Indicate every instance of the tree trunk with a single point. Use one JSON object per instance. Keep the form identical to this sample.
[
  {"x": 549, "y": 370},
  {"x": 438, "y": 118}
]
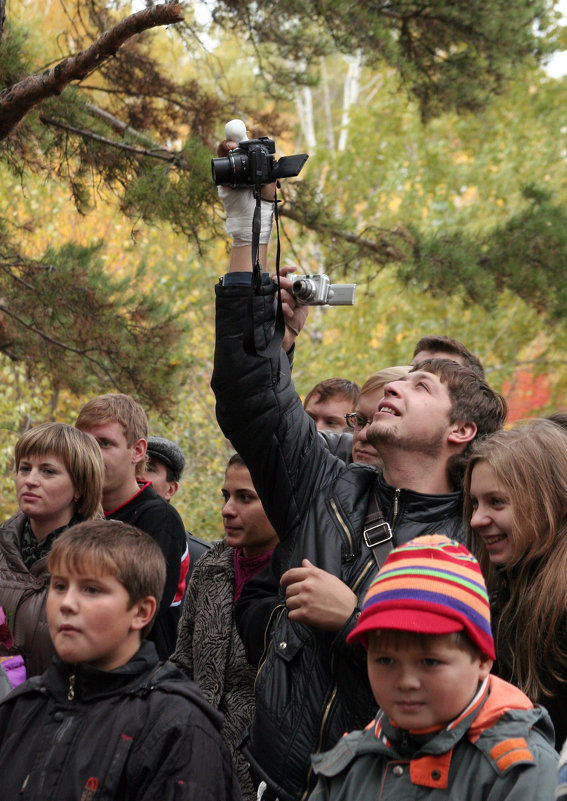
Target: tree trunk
[{"x": 17, "y": 100}]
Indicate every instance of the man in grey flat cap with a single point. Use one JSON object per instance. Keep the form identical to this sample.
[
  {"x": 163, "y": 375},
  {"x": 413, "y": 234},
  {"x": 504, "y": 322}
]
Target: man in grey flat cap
[{"x": 166, "y": 463}]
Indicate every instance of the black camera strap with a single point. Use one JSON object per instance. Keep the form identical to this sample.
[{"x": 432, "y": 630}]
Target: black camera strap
[
  {"x": 377, "y": 532},
  {"x": 274, "y": 343}
]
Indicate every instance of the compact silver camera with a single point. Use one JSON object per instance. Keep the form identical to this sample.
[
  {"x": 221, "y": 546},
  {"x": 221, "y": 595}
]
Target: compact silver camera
[{"x": 317, "y": 290}]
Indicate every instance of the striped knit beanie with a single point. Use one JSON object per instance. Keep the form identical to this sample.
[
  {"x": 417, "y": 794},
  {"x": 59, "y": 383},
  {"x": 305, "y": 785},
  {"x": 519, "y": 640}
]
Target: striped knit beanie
[{"x": 431, "y": 585}]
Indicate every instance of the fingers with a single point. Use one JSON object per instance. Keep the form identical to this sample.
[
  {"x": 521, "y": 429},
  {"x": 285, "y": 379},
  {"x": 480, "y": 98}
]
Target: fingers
[
  {"x": 294, "y": 575},
  {"x": 224, "y": 147}
]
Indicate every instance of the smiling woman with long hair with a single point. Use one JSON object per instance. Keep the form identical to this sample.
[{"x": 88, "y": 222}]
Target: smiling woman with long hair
[
  {"x": 515, "y": 507},
  {"x": 59, "y": 477}
]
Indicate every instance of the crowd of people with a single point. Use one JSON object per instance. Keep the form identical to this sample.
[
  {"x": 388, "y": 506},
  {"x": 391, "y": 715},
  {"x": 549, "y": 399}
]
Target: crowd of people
[{"x": 385, "y": 616}]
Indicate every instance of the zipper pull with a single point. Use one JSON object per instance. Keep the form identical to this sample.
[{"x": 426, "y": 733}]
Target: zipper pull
[{"x": 71, "y": 693}]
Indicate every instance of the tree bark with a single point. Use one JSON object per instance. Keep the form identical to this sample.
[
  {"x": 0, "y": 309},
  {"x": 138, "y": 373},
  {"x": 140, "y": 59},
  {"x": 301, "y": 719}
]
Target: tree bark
[
  {"x": 17, "y": 100},
  {"x": 2, "y": 17}
]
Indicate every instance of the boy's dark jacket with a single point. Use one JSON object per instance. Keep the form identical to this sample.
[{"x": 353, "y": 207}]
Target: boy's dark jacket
[
  {"x": 142, "y": 732},
  {"x": 498, "y": 751}
]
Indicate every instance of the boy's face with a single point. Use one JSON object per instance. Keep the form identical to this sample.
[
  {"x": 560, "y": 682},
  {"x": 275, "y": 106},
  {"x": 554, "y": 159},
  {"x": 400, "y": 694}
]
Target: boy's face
[
  {"x": 423, "y": 686},
  {"x": 156, "y": 472},
  {"x": 90, "y": 620},
  {"x": 120, "y": 460}
]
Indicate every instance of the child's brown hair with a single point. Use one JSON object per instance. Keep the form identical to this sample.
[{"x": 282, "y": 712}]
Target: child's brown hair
[{"x": 117, "y": 549}]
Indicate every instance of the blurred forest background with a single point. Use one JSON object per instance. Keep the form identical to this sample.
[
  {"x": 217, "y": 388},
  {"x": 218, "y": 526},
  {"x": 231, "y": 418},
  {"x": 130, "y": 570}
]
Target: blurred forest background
[{"x": 436, "y": 181}]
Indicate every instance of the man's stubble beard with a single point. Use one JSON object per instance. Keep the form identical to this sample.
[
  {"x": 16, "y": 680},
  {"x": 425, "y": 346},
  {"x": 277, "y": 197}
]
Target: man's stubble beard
[{"x": 383, "y": 437}]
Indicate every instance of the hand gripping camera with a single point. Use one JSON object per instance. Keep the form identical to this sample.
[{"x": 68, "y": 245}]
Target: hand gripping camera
[
  {"x": 317, "y": 290},
  {"x": 253, "y": 163}
]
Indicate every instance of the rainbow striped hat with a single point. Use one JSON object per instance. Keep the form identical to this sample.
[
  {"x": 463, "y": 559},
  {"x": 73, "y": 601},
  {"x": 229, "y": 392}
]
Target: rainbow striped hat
[{"x": 431, "y": 585}]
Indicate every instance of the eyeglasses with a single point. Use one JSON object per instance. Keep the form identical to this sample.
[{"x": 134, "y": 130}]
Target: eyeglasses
[{"x": 355, "y": 420}]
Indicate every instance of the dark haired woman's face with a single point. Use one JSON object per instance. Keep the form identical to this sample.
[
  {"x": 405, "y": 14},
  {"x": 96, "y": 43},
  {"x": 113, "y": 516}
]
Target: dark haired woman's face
[
  {"x": 245, "y": 523},
  {"x": 491, "y": 519},
  {"x": 45, "y": 490}
]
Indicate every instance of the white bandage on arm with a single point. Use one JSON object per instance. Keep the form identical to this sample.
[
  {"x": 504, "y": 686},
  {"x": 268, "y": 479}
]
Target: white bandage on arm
[{"x": 240, "y": 205}]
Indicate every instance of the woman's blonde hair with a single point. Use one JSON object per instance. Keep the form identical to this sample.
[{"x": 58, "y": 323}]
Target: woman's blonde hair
[
  {"x": 381, "y": 378},
  {"x": 530, "y": 465},
  {"x": 78, "y": 451}
]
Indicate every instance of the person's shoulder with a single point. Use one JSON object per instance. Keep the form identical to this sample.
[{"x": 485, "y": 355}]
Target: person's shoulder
[
  {"x": 512, "y": 732},
  {"x": 152, "y": 508},
  {"x": 346, "y": 751},
  {"x": 13, "y": 524},
  {"x": 35, "y": 686},
  {"x": 179, "y": 698}
]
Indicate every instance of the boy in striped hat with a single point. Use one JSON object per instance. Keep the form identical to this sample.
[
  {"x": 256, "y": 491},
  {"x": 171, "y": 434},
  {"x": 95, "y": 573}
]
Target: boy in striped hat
[{"x": 446, "y": 728}]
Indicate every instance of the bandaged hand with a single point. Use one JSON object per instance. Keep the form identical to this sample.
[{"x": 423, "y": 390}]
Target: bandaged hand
[{"x": 239, "y": 204}]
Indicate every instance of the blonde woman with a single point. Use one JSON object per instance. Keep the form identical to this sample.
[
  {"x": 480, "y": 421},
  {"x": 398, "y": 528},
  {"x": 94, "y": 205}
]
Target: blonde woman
[
  {"x": 515, "y": 506},
  {"x": 59, "y": 476}
]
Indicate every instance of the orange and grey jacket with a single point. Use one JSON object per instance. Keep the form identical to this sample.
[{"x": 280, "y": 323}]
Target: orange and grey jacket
[{"x": 499, "y": 749}]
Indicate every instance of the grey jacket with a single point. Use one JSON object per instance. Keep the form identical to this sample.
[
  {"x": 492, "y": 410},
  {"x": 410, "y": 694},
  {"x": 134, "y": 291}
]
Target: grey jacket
[
  {"x": 210, "y": 651},
  {"x": 500, "y": 752}
]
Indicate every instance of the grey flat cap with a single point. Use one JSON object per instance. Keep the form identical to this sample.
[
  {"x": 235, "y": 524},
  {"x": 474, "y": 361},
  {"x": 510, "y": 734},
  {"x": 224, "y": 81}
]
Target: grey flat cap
[{"x": 168, "y": 452}]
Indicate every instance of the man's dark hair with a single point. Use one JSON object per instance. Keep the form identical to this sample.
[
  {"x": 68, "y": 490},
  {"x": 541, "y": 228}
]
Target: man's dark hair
[
  {"x": 559, "y": 418},
  {"x": 472, "y": 401},
  {"x": 331, "y": 387},
  {"x": 452, "y": 347}
]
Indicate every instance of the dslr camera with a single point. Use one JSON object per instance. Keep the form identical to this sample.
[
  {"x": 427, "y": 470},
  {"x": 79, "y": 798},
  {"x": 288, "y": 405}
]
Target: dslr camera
[
  {"x": 253, "y": 163},
  {"x": 317, "y": 290}
]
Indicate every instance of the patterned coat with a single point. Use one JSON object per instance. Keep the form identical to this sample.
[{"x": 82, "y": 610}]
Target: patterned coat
[{"x": 210, "y": 651}]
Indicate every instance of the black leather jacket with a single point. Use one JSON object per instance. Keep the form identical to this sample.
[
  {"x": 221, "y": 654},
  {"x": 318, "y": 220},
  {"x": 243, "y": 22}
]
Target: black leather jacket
[{"x": 311, "y": 686}]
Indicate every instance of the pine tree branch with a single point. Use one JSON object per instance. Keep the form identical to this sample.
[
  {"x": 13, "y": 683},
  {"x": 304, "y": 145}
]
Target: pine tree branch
[
  {"x": 164, "y": 155},
  {"x": 17, "y": 100}
]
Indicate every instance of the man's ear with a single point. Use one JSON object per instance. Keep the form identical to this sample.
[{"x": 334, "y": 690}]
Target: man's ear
[
  {"x": 485, "y": 667},
  {"x": 172, "y": 487},
  {"x": 462, "y": 433},
  {"x": 144, "y": 612},
  {"x": 139, "y": 450}
]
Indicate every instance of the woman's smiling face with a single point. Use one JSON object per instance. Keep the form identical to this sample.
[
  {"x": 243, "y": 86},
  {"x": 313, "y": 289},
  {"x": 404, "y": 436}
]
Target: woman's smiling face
[{"x": 491, "y": 518}]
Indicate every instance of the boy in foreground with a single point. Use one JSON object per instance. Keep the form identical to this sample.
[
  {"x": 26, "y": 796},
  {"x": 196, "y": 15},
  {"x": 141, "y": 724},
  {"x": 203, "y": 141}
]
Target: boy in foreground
[
  {"x": 107, "y": 720},
  {"x": 446, "y": 728}
]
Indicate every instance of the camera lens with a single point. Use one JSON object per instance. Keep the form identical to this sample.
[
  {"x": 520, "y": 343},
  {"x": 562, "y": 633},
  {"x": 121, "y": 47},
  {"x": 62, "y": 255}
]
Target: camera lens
[
  {"x": 232, "y": 170},
  {"x": 303, "y": 290}
]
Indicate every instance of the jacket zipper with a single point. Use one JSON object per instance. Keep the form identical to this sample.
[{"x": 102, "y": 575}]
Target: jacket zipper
[
  {"x": 367, "y": 567},
  {"x": 268, "y": 645},
  {"x": 396, "y": 507},
  {"x": 342, "y": 524},
  {"x": 323, "y": 721}
]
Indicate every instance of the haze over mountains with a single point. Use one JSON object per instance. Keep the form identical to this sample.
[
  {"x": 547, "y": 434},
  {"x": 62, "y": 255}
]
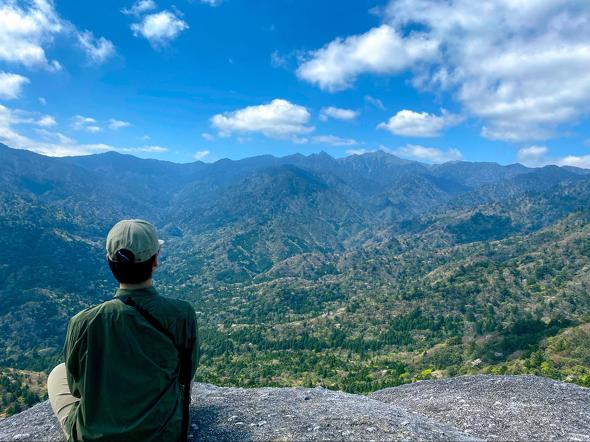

════════════════

## Brief
In the records above, locate the line containing "Indicate every instance of the woman's smiling", then copy exactly that line and every line after it through the end, omitting pictures.

## Final answer
Indicate every instance of the woman's smiling face with a single point. Use one JSON object per instance. Keep the form identical to this sample.
[
  {"x": 243, "y": 86},
  {"x": 313, "y": 289},
  {"x": 404, "y": 436}
]
Target: woman's smiling face
[{"x": 491, "y": 518}]
Indicate every instance of the boy in foreground with a single point. Use one JSON object per instance. Keep the form identical to this sample.
[
  {"x": 26, "y": 796},
  {"x": 196, "y": 15},
  {"x": 141, "y": 724},
  {"x": 203, "y": 141}
]
Target: boy in foreground
[
  {"x": 107, "y": 720},
  {"x": 446, "y": 728}
]
Indicate every instance of the camera lens with a single point. Use one JSON object per instance. Keep the form identical to this sample.
[
  {"x": 520, "y": 343},
  {"x": 562, "y": 633},
  {"x": 121, "y": 47},
  {"x": 62, "y": 255}
]
Target: camera lens
[
  {"x": 232, "y": 170},
  {"x": 303, "y": 290}
]
Indicate every instance of the jacket zipper with a single point. Use one JSON object per instance. Keep the form identical to this sample.
[{"x": 102, "y": 575}]
Target: jacket zipper
[
  {"x": 367, "y": 567},
  {"x": 268, "y": 645},
  {"x": 396, "y": 507},
  {"x": 342, "y": 524},
  {"x": 323, "y": 721}
]
Indicate every instance of the haze over mountains with a single point. Use one JSON object per instance. Keep the form identical to this sample.
[
  {"x": 547, "y": 434},
  {"x": 62, "y": 255}
]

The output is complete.